Recopiez toutes les entrées ci-dessous en remplaçant « Isolate » par « Find ». Le reste ne doit pas changer.

+ + + + + + +

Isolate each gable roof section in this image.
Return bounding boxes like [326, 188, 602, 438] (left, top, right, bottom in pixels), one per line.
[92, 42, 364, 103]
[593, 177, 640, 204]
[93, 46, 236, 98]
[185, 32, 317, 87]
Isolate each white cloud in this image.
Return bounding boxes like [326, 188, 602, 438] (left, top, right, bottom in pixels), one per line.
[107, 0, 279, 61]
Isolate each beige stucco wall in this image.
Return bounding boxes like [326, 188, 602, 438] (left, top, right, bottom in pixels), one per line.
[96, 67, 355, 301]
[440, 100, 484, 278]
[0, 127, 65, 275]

+ + + + + + +

◆ Réponse
Find each gable roof section in this image.
Return bounding boxes like [326, 188, 602, 438] (left, top, right, bottom in pixels), one per line.
[92, 42, 364, 103]
[593, 177, 640, 204]
[93, 46, 236, 98]
[185, 32, 317, 87]
Find each white cloud in this image.
Return bounding boxes like [326, 188, 602, 438] (left, top, right, bottom in pixels), one per line.
[107, 0, 279, 61]
Find each beige stucco wall in this image.
Return bounding boxes like [326, 188, 602, 438] (left, top, right, bottom in pixels), one per line.
[96, 67, 355, 301]
[440, 100, 484, 278]
[0, 127, 65, 275]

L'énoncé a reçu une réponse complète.